> Texto da página:

^^^^^^^^

Jackson Cristiano de Paula, portador de amiotrofia espinhal tipo dois, doença
degenerativa que afeta sua musculatura, sofre preconceito três vezes: “por
ser deficiente, roqueiro e roqueiro cristão”, denuncia o próprio. Mas isso
nunca o desanimou, pois como nossos heróis, Jackson não fica parado e sempre se
coloca à disposição do trabalho. E trabalho ligado ao Rock, já que “o melhor
de tudo foi conhecer este estilo de cultura, de vida e de som”, organizando
quatro edições do maior festival de White Metal do Brasil, o Rock In Concert
(www.rockinconcert.com.br), o que o levou a fundar a produtora Heaven’s Music
Produções (www.heavensshop.cjb.net) para eventos e empresariar bandas como
Oráculo, Século I, Storm Master, Ressurex e outras, além de ministrar
palestras.
Conheceu
drogas e prostituição “que hoje servem de bagagem para lutar e ajudar as
pessoas envolvidas nestas questões”, afirma Jackson. Como deve ter dado
para perceber, o ex-empresário do Eterna acredita ser “um instrumento de
Deus. Ele me mostrou o quanto sou útil e o quanto posso ajudar o próximo com
meu trabalho”.
Recado aos promotores: “Já perdi muitos shows porque a ala reservada
aos deficientes nas casas de espetáculos é a que tem o ingresso mais caro! Se
tivesse acesso para deficientes nos setores mais baratos eu teria assistido a
muito mais shows na minha vida”.

^^^^^^^^

> Dados para análise:

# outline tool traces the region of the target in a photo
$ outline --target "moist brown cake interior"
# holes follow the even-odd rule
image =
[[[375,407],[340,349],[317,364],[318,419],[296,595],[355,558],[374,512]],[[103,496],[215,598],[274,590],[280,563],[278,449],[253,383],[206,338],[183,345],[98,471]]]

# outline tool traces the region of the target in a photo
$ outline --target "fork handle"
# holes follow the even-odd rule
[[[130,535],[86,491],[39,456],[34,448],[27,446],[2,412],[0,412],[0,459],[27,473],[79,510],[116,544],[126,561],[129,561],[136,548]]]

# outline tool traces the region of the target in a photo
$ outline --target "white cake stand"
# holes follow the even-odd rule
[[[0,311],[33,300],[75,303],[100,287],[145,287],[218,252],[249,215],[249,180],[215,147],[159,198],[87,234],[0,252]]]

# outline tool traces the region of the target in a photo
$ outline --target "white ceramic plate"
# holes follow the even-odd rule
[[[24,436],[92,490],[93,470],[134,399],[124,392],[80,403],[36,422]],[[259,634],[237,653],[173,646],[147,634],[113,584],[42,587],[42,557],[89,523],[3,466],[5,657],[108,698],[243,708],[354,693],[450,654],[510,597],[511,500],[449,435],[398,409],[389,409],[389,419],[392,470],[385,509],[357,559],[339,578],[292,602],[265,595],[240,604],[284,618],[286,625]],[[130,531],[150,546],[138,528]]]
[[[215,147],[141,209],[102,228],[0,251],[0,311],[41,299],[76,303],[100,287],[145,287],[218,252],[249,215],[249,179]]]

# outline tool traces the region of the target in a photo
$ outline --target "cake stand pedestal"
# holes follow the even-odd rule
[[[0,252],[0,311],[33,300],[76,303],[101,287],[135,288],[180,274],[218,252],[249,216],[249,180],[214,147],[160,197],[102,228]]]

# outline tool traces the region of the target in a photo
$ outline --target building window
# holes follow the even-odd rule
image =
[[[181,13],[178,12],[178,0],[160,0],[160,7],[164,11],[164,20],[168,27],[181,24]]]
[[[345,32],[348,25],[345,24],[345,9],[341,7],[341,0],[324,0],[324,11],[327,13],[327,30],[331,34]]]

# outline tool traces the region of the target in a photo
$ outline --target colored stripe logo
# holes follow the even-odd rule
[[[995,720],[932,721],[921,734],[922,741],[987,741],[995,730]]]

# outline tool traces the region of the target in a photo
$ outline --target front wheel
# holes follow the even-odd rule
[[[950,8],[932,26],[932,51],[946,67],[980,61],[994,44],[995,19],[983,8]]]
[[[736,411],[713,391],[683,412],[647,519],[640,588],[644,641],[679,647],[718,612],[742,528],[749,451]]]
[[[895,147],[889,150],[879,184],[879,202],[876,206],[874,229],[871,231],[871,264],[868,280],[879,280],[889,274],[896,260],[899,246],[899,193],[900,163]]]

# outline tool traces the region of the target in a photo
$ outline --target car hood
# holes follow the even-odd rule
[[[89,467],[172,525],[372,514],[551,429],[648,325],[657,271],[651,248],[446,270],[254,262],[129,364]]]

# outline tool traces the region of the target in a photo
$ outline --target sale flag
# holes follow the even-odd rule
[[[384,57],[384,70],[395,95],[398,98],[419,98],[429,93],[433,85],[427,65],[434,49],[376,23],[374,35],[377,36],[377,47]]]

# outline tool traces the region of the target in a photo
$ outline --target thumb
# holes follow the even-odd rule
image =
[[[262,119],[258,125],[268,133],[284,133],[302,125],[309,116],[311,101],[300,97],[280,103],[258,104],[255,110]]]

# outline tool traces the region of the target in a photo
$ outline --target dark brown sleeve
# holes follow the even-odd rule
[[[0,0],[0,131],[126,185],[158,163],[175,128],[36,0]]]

^^^^^^^^

> Exercícios:
#1 Segundo o texto sobre Jackson Cristiano de Paula, quantas edições do festival Rock In Concert ele organizou?
#2 Dê sequência ao texto sobre Jackson Cristiano de Paula a partir do ponto em que ele termina.
O material apresentado é independente do texto sobre Jackson Cristiano de Paula.

> Suas respostas:
#1 Quatro edições.

#2
Como
todos nós temos sonhos, este verdadeiro guerreiro também tem o seu, que “é
conseguir um trabalho fixo para que eu possa manter minha família dignamente,
já que o custo de vida de um deficiente é muito alto”. Nada mais justo.
Lembra
das palestras mencionadas acima? Então, eis algo que Jackson tem a dizer: “Não
importa sua situação financeira, social, cor, religião, jeito que se veste,
opção sexual, você nunca vai ser nem pior nem melhor que ninguém, você apenas é
diferente, pois você é único e isso te torna especial aos olhos do Criador.
Lutem sempre pela dignidade de seus sonhos. Preservem sempre seu corpo da
destruição que as drogas fazem, vivam a vida de um modo digno e real com muito
Rock And Roll, lógico!”
“Foi o Rock que me
tirou das drogas”
Quando
uma pessoa comete um equívoco, o mais fácil é condená-la pelo resto da vida.
Difícil é conhecer alguém que lhe conceda uma segunda chance. E quanto a pessoa
que errou, ela também precisa dar a si própria essa segunda, terceira,
quarta... Foi mais ou menos assim com Eduardo Evans, vocalista do Contato
Imediato, que toca pelas ruas de São Paulo as músicas de seu CD-Demo.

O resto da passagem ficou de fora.